## Required task
Rewrite all the items below in full, keeping each one's wording along with its answer points. Raise every point coordinate in the answers by 98, and leave any numbers in the wording of the items unchanged.

## Input
((

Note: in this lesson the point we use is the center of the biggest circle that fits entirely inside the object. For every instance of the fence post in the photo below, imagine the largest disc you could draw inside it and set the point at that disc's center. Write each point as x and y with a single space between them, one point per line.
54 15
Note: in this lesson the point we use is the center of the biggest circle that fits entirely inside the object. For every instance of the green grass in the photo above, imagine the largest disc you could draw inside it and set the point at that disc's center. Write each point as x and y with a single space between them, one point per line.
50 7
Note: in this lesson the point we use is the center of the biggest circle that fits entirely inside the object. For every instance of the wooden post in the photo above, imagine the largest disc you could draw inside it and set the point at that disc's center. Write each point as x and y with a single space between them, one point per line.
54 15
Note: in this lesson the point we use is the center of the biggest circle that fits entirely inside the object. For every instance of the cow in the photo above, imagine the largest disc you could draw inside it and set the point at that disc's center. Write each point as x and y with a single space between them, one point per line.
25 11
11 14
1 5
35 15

))

## Answer to the problem
Note: in this lesson the point we use is the center of the biggest circle that fits entirely inside the object. For every instance of the fence post in the photo below, imagine the largest disc you could draw inside it and set the point at that disc's center. Write each point as x and y with a single space between them, one point per line.
152 113
Note: in this lesson the point we use is the center of the biggest circle that fits entirely inside the object. For every instance of the green grass in the photo above, imagine the largest disc you could draw inside it and set the point at that disc's center. Write each point as x and y with a single space between them, one point per line.
148 105
Note: in this lesson the point we use is the center of the biggest circle that fits entirely inside the object. For every instance of the wooden post in the photo above, imagine the largest disc you could draw inside it and set the point at that disc's center. Write each point as x and y with a single space between them, one point per line.
152 113
Note: in this lesson the point we use is the center of the biggest circle that fits entirely inside the object. For every instance of the cow in the photo above, imagine the largest disc you could draw inside it and set the point at that disc's center. Write each point as x and y with a single space between them, one point per line.
123 109
109 112
99 103
133 113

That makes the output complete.